**WHAT YOU HAVE TO DO:**
Every line with the word "face" in it should be extracted from the data that follows.

**DATA PROVIDED:**
*****

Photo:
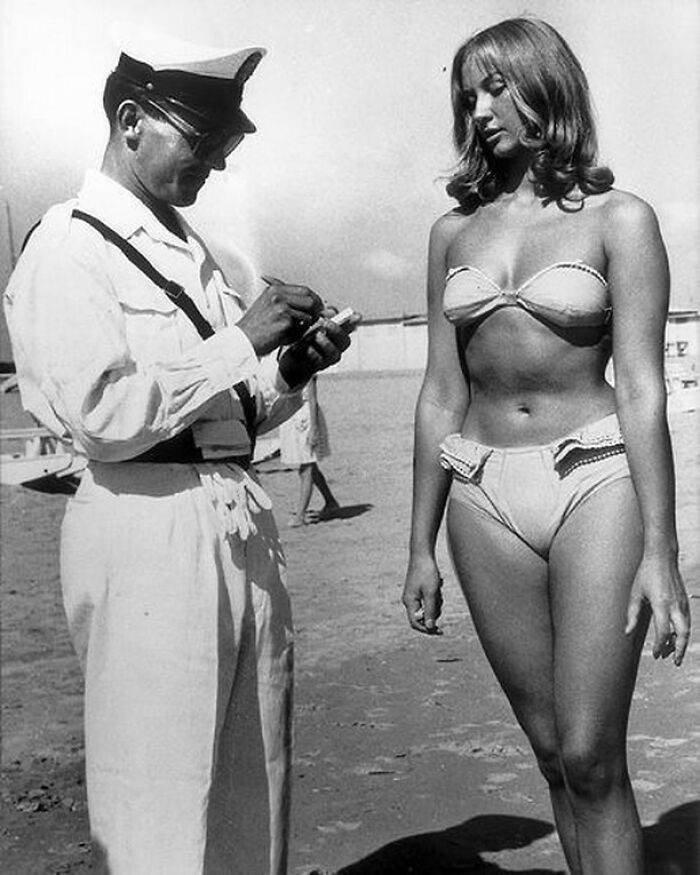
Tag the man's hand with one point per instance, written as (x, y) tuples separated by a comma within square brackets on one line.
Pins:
[(279, 315), (320, 349)]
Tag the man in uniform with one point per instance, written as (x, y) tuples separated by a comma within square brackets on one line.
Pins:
[(129, 342)]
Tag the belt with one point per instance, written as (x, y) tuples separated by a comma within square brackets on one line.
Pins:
[(181, 449)]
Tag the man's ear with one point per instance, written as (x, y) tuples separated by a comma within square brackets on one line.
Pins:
[(129, 118)]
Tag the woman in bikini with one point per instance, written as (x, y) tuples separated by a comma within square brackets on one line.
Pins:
[(560, 516)]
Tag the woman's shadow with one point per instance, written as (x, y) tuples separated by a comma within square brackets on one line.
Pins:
[(672, 846), (454, 850)]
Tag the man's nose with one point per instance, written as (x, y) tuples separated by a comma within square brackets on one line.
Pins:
[(215, 159), (482, 108)]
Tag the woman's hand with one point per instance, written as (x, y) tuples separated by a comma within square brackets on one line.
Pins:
[(659, 582), (422, 595)]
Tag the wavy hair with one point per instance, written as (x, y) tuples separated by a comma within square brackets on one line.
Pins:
[(550, 92)]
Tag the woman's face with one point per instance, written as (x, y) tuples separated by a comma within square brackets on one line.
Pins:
[(492, 109)]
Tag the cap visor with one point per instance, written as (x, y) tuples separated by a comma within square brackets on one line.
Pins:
[(243, 123)]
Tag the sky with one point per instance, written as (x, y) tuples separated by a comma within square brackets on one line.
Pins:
[(340, 185)]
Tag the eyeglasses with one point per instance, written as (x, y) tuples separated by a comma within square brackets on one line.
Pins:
[(202, 144)]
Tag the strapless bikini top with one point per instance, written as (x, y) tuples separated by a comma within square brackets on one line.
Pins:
[(568, 294)]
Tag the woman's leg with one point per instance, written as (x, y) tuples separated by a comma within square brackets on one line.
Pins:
[(505, 583), (320, 482), (592, 565)]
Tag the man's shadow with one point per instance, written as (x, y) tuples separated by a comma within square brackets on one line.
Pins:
[(672, 846)]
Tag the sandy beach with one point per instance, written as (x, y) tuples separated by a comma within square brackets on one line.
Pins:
[(406, 751)]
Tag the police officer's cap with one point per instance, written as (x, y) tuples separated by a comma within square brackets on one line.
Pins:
[(207, 79)]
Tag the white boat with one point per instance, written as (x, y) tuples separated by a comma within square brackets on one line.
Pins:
[(43, 463)]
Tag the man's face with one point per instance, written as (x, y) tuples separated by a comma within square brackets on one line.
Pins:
[(166, 166)]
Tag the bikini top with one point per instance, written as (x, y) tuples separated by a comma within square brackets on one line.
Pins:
[(570, 294)]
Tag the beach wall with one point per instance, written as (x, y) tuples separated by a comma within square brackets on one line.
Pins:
[(401, 343)]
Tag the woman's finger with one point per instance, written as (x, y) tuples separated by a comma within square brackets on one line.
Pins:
[(633, 609), (681, 626)]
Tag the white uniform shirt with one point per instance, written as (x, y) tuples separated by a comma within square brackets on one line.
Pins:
[(106, 359)]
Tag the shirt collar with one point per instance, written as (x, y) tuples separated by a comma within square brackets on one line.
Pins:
[(107, 199)]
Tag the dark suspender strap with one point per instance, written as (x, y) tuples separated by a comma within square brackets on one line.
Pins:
[(180, 298)]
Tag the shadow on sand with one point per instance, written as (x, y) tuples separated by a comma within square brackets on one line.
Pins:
[(672, 844), (456, 849), (672, 847), (346, 512)]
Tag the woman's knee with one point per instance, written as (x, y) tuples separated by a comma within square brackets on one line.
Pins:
[(593, 770), (549, 764)]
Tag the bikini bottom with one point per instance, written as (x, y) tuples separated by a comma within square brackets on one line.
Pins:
[(533, 490)]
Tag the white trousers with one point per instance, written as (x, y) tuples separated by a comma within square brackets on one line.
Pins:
[(178, 609)]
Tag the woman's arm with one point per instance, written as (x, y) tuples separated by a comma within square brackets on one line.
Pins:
[(639, 282), (440, 410)]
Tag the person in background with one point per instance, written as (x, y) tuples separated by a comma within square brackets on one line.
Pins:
[(561, 519), (130, 343), (303, 443)]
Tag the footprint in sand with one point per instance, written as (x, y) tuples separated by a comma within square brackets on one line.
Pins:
[(639, 785), (339, 826)]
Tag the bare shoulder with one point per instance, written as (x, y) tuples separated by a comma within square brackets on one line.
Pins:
[(625, 215), (447, 227)]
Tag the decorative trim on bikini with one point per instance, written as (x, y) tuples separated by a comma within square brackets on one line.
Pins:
[(463, 457), (573, 452)]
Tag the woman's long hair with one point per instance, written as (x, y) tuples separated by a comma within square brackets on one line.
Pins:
[(550, 91)]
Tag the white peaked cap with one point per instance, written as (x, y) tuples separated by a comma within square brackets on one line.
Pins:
[(164, 52)]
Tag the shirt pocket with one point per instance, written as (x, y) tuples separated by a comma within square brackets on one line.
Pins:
[(152, 322)]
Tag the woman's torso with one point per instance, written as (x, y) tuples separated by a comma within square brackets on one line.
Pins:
[(527, 293)]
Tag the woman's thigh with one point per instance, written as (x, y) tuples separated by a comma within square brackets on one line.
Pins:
[(505, 584), (593, 561)]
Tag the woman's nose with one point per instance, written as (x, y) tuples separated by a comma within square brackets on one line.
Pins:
[(482, 107)]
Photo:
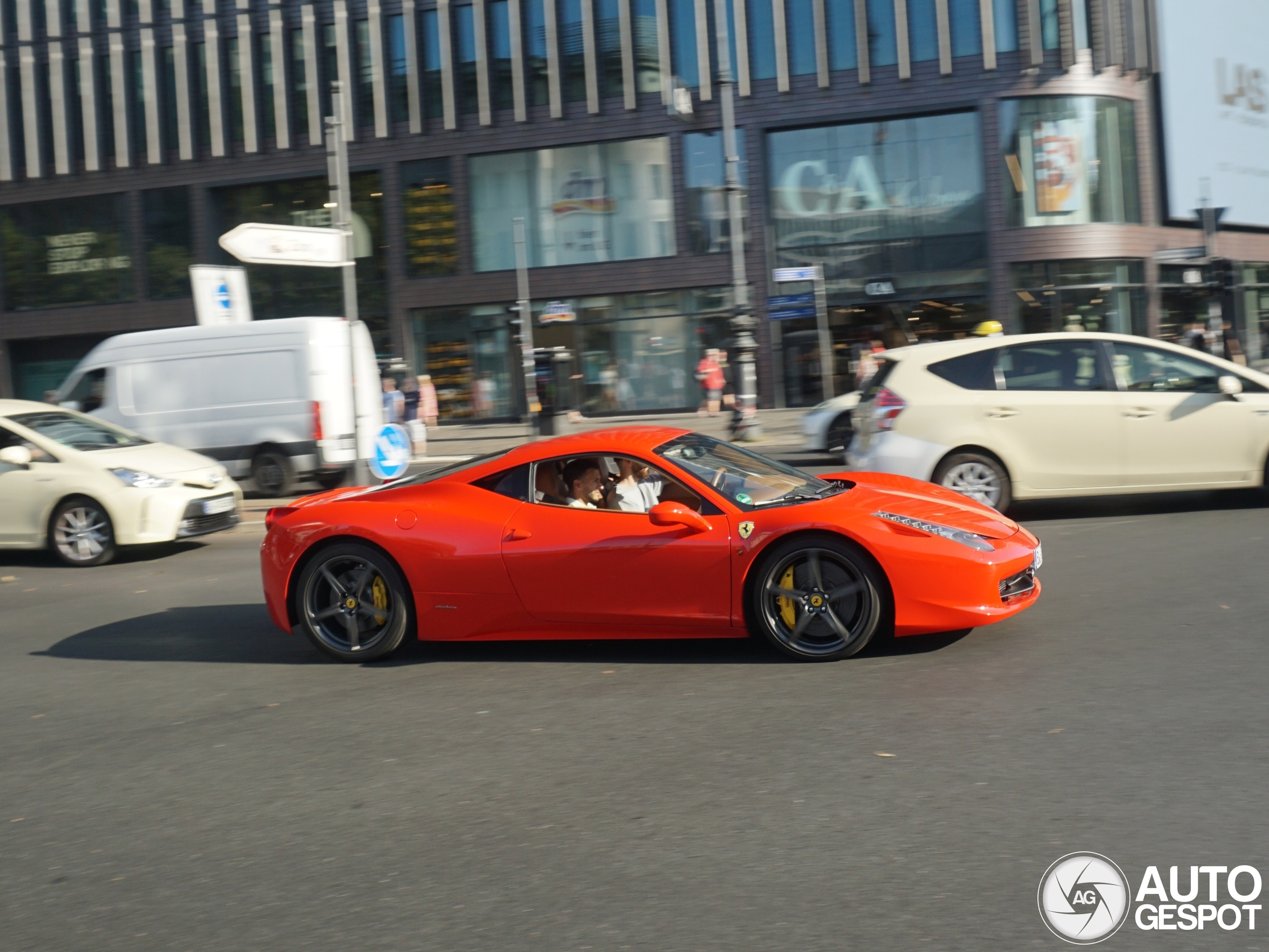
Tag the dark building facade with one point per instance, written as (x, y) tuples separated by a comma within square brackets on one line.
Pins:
[(969, 159)]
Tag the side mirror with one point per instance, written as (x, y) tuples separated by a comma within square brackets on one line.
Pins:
[(677, 514), (1230, 385), (19, 456)]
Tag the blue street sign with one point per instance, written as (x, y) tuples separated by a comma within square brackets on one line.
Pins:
[(391, 455), (791, 300), (786, 313), (794, 275)]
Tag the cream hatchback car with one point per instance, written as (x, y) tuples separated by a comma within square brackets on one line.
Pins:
[(1042, 415), (83, 487)]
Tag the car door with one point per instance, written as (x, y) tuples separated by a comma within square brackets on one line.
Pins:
[(27, 493), (1179, 430), (603, 566), (1055, 415)]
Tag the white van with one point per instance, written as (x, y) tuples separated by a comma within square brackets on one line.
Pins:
[(270, 399)]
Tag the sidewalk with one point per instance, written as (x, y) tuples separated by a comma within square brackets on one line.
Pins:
[(782, 431)]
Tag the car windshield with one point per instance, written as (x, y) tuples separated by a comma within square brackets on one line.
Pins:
[(78, 432), (746, 478)]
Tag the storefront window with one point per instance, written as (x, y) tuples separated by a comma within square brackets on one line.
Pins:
[(285, 291), (169, 241), (1069, 161), (705, 178), (1080, 295), (876, 198), (73, 252), (431, 229), (604, 202), (620, 353)]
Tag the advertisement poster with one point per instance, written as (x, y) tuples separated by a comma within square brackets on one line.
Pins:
[(1059, 167)]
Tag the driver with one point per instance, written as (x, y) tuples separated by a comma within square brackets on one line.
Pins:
[(585, 485)]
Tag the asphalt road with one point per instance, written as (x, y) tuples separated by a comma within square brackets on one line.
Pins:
[(178, 775)]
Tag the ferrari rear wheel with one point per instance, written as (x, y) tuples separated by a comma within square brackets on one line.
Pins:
[(817, 598), (354, 605)]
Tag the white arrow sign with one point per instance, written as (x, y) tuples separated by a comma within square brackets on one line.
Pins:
[(286, 244)]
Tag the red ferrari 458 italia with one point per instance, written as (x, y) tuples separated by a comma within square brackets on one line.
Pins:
[(640, 532)]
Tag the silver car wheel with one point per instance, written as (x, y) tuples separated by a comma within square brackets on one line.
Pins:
[(82, 534), (975, 480)]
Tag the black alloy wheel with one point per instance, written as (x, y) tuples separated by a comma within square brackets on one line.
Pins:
[(817, 598), (353, 603), (80, 534), (272, 474), (839, 433)]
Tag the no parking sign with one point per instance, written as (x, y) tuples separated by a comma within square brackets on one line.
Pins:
[(391, 455)]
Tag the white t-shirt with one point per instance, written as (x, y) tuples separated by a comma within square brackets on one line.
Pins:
[(641, 497)]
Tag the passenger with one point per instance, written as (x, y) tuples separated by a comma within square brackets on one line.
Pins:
[(547, 485), (581, 476), (638, 488)]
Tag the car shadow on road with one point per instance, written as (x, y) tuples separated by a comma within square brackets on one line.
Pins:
[(244, 634), (1145, 504)]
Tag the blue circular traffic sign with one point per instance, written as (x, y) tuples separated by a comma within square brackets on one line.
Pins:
[(391, 455)]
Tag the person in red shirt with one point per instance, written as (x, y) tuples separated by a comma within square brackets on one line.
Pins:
[(711, 377)]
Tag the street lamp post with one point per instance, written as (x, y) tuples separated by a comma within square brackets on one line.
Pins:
[(743, 322)]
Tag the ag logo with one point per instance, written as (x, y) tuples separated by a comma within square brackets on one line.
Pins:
[(1083, 898)]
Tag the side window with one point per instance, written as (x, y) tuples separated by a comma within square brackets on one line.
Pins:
[(8, 438), (513, 484), (1052, 365), (89, 392), (969, 371), (1139, 367)]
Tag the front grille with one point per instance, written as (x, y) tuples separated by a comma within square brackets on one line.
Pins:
[(1018, 584), (194, 523)]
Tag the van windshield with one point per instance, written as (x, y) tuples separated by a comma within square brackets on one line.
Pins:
[(76, 431)]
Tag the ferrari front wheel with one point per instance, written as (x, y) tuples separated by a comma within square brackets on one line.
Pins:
[(817, 598), (354, 605)]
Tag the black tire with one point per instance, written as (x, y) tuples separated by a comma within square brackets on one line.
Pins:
[(835, 603), (272, 473), (345, 610), (332, 480), (979, 476), (80, 534), (839, 435)]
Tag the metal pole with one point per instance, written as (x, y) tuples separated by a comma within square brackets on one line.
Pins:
[(821, 320), (341, 206), (743, 323), (526, 311)]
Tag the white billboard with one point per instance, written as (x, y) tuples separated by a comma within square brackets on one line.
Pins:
[(1215, 71)]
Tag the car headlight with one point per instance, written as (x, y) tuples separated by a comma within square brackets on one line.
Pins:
[(141, 480), (965, 539)]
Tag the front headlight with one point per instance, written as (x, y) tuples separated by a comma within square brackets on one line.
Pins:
[(141, 480), (965, 539)]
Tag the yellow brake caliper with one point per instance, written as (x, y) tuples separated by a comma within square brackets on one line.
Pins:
[(789, 612), (380, 591)]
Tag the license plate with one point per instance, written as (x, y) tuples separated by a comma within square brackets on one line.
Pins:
[(212, 507)]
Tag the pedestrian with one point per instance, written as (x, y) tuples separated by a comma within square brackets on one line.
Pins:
[(394, 401), (427, 400), (710, 375)]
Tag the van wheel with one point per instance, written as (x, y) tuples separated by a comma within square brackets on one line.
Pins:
[(981, 478), (271, 470), (80, 534)]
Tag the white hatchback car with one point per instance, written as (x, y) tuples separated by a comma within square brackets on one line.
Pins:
[(82, 487), (1065, 414)]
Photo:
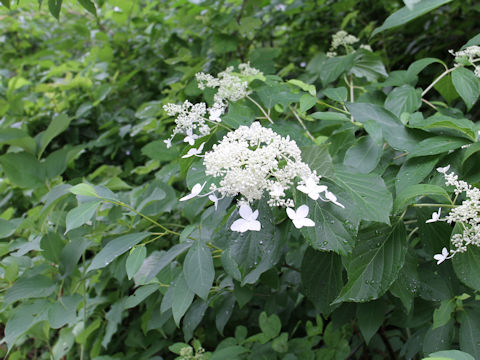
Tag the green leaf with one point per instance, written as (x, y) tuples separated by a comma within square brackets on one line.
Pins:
[(59, 123), (23, 169), (198, 270), (404, 15), (89, 6), (394, 132), (83, 336), (63, 311), (81, 214), (270, 325), (364, 155), (318, 159), (182, 298), (334, 227), (17, 137), (450, 355), (467, 85), (409, 195), (55, 6), (115, 248), (307, 101), (443, 314), (135, 260), (374, 263), (413, 171), (336, 94), (370, 316), (84, 190), (436, 145), (333, 67), (467, 267), (371, 197), (368, 65), (230, 352), (470, 332), (23, 318), (321, 275), (26, 288), (6, 228), (403, 99), (305, 87), (446, 125)]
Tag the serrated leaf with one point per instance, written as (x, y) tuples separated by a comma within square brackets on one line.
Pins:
[(409, 195), (26, 288), (321, 275), (437, 145), (115, 248), (403, 99), (467, 85), (443, 314), (84, 190), (135, 260), (406, 14), (182, 298), (81, 214), (368, 191), (198, 270), (23, 169), (374, 263)]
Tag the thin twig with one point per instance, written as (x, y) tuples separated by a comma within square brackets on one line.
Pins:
[(261, 109)]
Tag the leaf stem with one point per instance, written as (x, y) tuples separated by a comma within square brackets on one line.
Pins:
[(261, 109), (446, 72)]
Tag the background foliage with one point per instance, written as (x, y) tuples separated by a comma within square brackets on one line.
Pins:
[(87, 268)]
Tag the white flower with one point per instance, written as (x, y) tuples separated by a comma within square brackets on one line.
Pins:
[(442, 257), (299, 217), (248, 221), (190, 138), (251, 161), (444, 169), (311, 187), (214, 198), (435, 216), (197, 189), (194, 152)]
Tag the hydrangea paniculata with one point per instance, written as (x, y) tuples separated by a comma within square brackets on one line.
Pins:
[(467, 214)]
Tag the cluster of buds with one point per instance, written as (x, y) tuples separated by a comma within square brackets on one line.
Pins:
[(467, 214)]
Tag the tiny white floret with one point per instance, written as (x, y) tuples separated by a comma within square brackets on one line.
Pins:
[(444, 169), (299, 217), (331, 197), (197, 189), (248, 220), (435, 216), (194, 152), (441, 257)]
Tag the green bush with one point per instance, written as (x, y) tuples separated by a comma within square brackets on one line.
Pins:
[(111, 247)]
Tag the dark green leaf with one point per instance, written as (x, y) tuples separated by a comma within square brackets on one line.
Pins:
[(115, 248), (467, 85), (135, 260), (404, 15), (321, 278), (198, 270), (374, 263), (23, 169)]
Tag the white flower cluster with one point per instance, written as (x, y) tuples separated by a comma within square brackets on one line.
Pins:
[(255, 160), (192, 119), (467, 214), (469, 56), (345, 40)]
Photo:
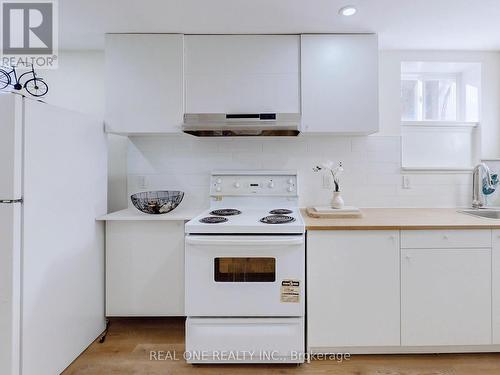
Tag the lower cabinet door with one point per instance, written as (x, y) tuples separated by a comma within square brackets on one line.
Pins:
[(495, 292), (446, 297), (245, 340), (353, 289), (145, 268)]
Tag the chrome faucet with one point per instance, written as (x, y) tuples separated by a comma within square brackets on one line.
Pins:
[(478, 197)]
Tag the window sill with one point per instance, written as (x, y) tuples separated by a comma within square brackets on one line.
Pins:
[(445, 124), (430, 170)]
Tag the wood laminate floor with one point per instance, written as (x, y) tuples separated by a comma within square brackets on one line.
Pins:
[(129, 342)]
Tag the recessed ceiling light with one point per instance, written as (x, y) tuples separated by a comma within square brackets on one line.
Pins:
[(348, 10)]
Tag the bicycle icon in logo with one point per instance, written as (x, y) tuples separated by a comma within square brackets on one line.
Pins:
[(34, 86)]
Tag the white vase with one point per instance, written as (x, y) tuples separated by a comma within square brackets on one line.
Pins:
[(337, 201)]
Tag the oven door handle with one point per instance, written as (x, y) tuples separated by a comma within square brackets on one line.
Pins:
[(205, 240)]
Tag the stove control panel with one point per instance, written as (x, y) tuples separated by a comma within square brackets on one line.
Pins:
[(248, 185)]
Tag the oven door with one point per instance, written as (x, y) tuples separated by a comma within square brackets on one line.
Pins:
[(245, 275)]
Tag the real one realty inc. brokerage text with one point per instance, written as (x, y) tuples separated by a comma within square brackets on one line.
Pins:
[(244, 355)]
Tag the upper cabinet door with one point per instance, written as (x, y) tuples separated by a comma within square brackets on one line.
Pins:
[(242, 73), (339, 83), (144, 83)]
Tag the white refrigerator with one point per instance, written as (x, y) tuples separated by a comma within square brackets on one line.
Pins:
[(53, 177)]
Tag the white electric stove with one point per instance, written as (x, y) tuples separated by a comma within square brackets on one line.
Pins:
[(245, 271)]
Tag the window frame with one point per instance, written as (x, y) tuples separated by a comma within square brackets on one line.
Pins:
[(421, 78)]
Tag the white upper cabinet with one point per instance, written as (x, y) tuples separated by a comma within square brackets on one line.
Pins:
[(242, 73), (144, 83), (339, 83)]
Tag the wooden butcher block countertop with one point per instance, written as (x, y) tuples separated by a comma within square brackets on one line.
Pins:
[(403, 218)]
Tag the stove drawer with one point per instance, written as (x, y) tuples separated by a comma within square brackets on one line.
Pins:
[(261, 276), (245, 340)]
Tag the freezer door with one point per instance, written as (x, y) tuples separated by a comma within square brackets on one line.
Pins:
[(11, 128), (10, 269), (65, 178)]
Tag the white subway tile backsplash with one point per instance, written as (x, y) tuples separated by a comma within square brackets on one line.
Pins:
[(372, 177)]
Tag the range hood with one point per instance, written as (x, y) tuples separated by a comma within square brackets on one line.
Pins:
[(242, 125)]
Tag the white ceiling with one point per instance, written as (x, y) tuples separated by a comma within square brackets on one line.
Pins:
[(401, 24)]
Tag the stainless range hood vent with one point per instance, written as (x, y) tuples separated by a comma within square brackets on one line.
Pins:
[(241, 125)]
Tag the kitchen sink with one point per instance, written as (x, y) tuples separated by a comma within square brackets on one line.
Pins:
[(489, 214)]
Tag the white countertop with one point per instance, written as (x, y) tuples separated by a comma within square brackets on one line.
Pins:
[(131, 214)]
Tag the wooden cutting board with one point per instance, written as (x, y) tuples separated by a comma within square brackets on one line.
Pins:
[(332, 213)]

*****

**SOLUTION TO THIS TASK:**
Tag the woman's face with one point per instance, written as (x, y) tuples separated by a comma within square brackets on one line.
Tag the man's face with one point per instance, written as (x, y) tuples separated by a comma within square brackets on one line.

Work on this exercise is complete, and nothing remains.